Try it:
Please set down every entry again exactly as it stands, without the pictures.
☆ ☆ ☆
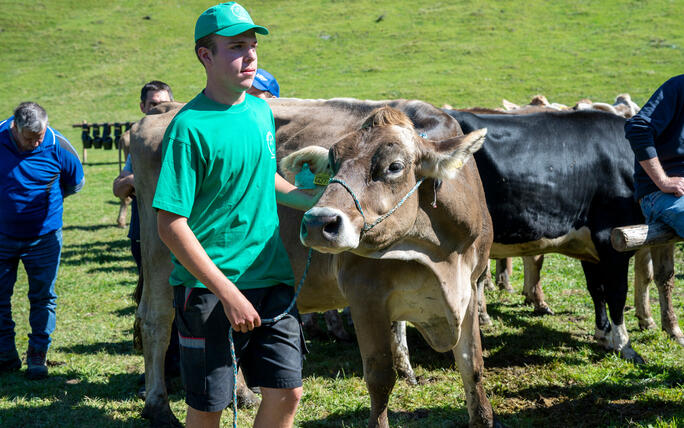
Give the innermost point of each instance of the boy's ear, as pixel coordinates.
(442, 159)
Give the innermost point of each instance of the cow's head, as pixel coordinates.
(378, 166)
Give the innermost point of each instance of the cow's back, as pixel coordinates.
(546, 174)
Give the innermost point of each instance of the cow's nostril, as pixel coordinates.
(332, 228)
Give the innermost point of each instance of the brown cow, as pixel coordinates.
(420, 264)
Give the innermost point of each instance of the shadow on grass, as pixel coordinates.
(522, 348)
(113, 348)
(603, 403)
(98, 252)
(90, 228)
(67, 407)
(424, 417)
(101, 163)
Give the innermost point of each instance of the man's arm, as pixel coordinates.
(291, 196)
(123, 185)
(179, 238)
(666, 184)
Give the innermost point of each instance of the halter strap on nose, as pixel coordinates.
(368, 226)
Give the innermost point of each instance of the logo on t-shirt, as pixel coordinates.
(270, 143)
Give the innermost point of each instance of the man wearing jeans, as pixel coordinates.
(656, 134)
(38, 169)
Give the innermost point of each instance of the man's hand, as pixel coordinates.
(674, 185)
(240, 312)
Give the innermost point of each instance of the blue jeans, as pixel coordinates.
(40, 257)
(665, 208)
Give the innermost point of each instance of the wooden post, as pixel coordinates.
(631, 238)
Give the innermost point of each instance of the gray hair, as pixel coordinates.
(31, 116)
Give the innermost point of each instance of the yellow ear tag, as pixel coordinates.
(321, 179)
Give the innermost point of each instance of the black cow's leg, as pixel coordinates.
(373, 333)
(468, 356)
(663, 273)
(400, 353)
(593, 276)
(611, 275)
(532, 285)
(643, 275)
(504, 269)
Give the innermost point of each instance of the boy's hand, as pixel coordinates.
(241, 314)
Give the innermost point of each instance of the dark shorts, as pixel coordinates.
(270, 356)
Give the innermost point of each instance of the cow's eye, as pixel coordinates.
(395, 167)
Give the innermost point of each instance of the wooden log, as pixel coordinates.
(631, 238)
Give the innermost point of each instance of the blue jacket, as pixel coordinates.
(658, 131)
(33, 184)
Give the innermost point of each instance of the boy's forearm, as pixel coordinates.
(179, 238)
(291, 196)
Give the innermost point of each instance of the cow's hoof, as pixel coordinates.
(161, 417)
(629, 354)
(678, 340)
(247, 399)
(506, 287)
(647, 324)
(408, 376)
(542, 310)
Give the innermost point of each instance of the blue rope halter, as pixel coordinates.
(368, 226)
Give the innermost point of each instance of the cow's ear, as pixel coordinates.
(442, 159)
(315, 156)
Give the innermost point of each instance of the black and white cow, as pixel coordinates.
☆ ☆ ☆
Output below:
Give the innermost point of each instance of the boy's ear, as pixel coordinates.
(442, 159)
Give the innermost point of each instance of the cow's head, as pixel coordinates.
(378, 166)
Give the innermost point of each instance of the cow's back, as pixel coordinates.
(546, 174)
Give the innermost point of each instance of the cow's nostril, as pixel coordinates.
(332, 228)
Give the innermost point of each instance of the brown cow, as pixel coordinates.
(420, 264)
Give the innermost point of each instance of the shadow on grass, as pixel coordinates.
(522, 348)
(113, 348)
(603, 403)
(98, 252)
(90, 228)
(67, 407)
(424, 417)
(101, 163)
Give the innermost point of each instance of the man's arm, as pixel coordinates.
(291, 196)
(123, 185)
(179, 238)
(666, 184)
Give the innermost point of each instance of the halter strap on nose, as pixel coordinates.
(368, 226)
Give the innermost point of each instance of the logo on t-shirt, as pixel coordinates.
(270, 143)
Give the innermost point of each instance of the man wearing jeans, as pixel coordinates.
(656, 134)
(38, 169)
Give the innermost point of each instance of the man's hand, as pixel coordinates.
(674, 185)
(240, 312)
Give the innermost point of each instance of the blue jeans, as pixel coordinates.
(40, 257)
(665, 208)
Give the innermost point of each instance of the wooden post, as pixel coordinates.
(631, 238)
Give the innermost point of each instance of the gray hair, as pixel coordinates.
(31, 116)
Give the innermost point of each instance of the yellow ear tag, as pixel coordinates.
(321, 179)
Give the innermost point of each instance of the black cow's leg, as pixel coordinates.
(373, 333)
(468, 356)
(663, 273)
(400, 353)
(593, 276)
(611, 275)
(532, 285)
(643, 275)
(504, 269)
Give the innermost point of each instance of the boy's hand, as pixel coordinates.
(241, 314)
Give the innermost point of each instance of the dark shorts, as pixel coordinates.
(270, 356)
Give the innermost point of each instance of the cow's eye, as pixel coordinates.
(395, 167)
Give the innermost point of each instance of the wooden log, as pixel coordinates.
(631, 238)
Give the innermost point of each instance of the blue jacket, as pixel coordinates.
(658, 131)
(33, 184)
Give the innermost point of each instance of the boy's forearm, as pixel coordinates.
(179, 238)
(291, 196)
Give the innermost point of each instance of the cow's hoof, as pixel coordinates.
(161, 417)
(629, 354)
(678, 340)
(247, 399)
(506, 287)
(647, 324)
(408, 376)
(542, 310)
Give the innermost point of each instance of the blue rope halter, as pixel coordinates.
(368, 226)
Give the innermost point of each instance of the cow's ear, as pixel coordinates.
(442, 159)
(315, 156)
Give the innermost point of each instance of the black and white cow, as pixel coordinates.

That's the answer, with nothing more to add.